◆ Task prompt
Reproduce only the lines from the line containing "target | green plant" to the end of the entries below, including both of those lines.

◆ Data shown
┄┄┄┄┄┄┄┄┄┄

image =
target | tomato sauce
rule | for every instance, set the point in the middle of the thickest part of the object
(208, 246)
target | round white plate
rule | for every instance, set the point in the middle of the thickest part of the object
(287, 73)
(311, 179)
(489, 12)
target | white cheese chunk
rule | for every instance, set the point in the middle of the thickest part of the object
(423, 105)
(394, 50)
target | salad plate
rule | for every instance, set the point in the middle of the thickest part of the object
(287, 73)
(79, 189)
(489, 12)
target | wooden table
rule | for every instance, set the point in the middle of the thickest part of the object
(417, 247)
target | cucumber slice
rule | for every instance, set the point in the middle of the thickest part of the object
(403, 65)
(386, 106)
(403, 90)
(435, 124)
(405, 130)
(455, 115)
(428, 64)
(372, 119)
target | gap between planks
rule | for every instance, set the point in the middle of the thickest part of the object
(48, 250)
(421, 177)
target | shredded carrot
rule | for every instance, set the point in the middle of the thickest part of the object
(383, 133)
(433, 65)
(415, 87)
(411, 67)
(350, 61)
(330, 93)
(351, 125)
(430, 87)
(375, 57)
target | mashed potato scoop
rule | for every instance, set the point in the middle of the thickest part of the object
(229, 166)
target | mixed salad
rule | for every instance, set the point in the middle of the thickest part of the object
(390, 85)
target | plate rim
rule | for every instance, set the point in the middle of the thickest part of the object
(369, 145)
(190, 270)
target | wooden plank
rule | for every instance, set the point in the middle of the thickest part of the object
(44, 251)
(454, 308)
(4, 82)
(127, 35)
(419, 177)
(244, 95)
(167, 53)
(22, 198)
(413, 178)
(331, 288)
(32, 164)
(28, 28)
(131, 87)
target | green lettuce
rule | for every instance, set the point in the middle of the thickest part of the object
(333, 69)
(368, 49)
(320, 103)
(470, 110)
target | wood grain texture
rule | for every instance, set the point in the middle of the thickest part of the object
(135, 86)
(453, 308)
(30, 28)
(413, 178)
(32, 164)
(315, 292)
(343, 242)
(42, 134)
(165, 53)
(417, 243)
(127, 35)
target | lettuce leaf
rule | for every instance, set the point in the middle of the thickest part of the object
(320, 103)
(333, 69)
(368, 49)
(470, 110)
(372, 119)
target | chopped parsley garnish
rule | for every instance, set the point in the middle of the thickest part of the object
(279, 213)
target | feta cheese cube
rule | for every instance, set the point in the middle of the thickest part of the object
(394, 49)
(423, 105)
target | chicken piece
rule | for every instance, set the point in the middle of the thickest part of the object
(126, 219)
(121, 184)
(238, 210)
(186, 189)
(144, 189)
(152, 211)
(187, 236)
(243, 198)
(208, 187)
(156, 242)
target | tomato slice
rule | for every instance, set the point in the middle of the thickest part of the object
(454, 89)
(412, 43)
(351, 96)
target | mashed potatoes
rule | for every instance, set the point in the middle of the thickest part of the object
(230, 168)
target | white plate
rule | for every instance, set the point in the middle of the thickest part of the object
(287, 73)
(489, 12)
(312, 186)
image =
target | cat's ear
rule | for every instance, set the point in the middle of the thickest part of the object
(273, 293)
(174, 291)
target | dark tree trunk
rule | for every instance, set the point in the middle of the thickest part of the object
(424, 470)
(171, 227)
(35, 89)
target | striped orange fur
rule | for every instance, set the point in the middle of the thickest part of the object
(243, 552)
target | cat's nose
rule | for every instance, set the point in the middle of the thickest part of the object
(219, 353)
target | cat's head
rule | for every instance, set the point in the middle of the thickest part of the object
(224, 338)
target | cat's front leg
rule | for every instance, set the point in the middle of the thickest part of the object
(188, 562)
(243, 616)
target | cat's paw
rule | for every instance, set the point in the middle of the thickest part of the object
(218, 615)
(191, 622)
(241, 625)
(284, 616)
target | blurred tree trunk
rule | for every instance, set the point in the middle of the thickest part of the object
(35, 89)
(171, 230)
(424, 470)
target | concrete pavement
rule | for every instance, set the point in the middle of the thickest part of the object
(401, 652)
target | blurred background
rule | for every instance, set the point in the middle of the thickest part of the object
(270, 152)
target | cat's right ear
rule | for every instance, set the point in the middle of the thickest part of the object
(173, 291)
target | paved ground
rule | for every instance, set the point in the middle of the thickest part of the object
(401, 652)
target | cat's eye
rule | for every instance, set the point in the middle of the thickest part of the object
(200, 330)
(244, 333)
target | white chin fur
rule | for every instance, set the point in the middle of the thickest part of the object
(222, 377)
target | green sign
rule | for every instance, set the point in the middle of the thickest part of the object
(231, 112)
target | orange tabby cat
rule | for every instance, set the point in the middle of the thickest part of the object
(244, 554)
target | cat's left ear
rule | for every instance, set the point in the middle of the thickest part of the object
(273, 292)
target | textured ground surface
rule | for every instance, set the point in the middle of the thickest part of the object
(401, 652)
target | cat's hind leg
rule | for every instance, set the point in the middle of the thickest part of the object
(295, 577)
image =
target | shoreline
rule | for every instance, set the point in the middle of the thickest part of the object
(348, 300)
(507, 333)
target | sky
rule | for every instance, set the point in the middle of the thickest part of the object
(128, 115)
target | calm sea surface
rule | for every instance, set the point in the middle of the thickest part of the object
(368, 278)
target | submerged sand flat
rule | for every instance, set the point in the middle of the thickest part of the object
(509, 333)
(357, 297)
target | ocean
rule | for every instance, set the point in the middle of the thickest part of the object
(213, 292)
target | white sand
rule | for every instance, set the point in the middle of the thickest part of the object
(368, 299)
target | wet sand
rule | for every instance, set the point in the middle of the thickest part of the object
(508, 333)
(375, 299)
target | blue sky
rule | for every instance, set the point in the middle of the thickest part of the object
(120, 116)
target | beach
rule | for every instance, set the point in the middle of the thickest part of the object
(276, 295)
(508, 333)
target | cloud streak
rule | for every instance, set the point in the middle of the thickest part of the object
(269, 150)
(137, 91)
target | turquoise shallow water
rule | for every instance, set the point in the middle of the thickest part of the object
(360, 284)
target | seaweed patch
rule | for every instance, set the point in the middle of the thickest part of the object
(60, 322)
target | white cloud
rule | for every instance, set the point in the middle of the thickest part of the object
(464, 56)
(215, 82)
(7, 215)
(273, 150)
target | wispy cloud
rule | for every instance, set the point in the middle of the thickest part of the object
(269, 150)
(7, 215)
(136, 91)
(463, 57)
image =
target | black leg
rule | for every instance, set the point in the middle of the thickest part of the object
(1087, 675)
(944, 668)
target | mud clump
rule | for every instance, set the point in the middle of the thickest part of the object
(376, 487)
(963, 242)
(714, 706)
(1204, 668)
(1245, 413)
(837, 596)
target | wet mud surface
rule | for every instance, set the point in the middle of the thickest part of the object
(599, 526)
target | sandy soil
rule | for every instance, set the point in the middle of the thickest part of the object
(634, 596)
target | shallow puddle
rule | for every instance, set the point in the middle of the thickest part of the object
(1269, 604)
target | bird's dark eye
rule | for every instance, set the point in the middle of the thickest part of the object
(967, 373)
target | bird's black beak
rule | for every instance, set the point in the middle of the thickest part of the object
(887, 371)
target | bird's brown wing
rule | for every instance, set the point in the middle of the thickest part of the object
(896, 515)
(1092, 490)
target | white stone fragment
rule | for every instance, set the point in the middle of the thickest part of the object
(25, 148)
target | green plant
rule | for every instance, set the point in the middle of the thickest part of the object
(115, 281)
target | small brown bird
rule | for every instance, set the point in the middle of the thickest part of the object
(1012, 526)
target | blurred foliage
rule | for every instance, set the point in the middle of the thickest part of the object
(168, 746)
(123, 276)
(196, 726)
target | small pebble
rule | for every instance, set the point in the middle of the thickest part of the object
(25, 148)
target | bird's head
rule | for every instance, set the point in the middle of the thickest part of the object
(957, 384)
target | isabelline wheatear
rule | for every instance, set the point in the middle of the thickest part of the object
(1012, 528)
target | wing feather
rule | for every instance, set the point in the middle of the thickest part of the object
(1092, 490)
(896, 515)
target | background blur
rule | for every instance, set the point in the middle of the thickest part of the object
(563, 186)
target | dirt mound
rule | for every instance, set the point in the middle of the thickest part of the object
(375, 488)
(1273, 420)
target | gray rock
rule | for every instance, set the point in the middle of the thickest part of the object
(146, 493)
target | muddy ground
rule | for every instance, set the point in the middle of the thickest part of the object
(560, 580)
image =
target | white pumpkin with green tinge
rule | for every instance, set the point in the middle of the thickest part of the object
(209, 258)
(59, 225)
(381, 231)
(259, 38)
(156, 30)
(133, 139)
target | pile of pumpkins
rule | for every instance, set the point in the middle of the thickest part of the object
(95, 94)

┄┄┄┄┄┄┄┄┄┄

◆ Response to the task
target | green plant
rule | for every instance, set the point in the middle of the thickest part of the object
(115, 281)
target | small brown bird
rule | for every instance, set the point in the middle of the thickest part of the object
(1012, 526)
target | blurred foliage
rule | for every instance, set the point in the middle of the thickest part of the object
(168, 746)
(123, 276)
(196, 726)
target | small pebble
rule | for every instance, set the point in the middle of the thickest part of the object
(25, 148)
target | bird's head
rule | for every instance, set the point in the middle of the thickest part of the object
(957, 384)
target | isabelline wheatear
rule | for every instance, set the point in the middle of the thickest part of the object
(1012, 528)
target | wing feather
rule | for every instance, set the point in the middle of the thickest part of the object
(1092, 490)
(896, 515)
target | background blur
rule | for every instance, set the point in the middle of the thickest part of the object
(563, 186)
target | dirt mound
rule | for every instance, set the point in the middle of the thickest part of the object
(375, 488)
(1273, 420)
target | gray rock
rule | for every instance, set the point in the middle of the thickest part of the object
(146, 493)
target | muddy ground
rule | for every instance, set the point in the middle of the thickest part of the object
(560, 580)
image =
target | white pumpkin with green tinge
rule | for every instance, set the point in the middle of the thickest part of the object
(209, 258)
(59, 225)
(381, 231)
(259, 38)
(156, 30)
(133, 139)
target | pile of pumpkins
rule | for every instance, set the point in the middle of the thickest part of the object
(95, 94)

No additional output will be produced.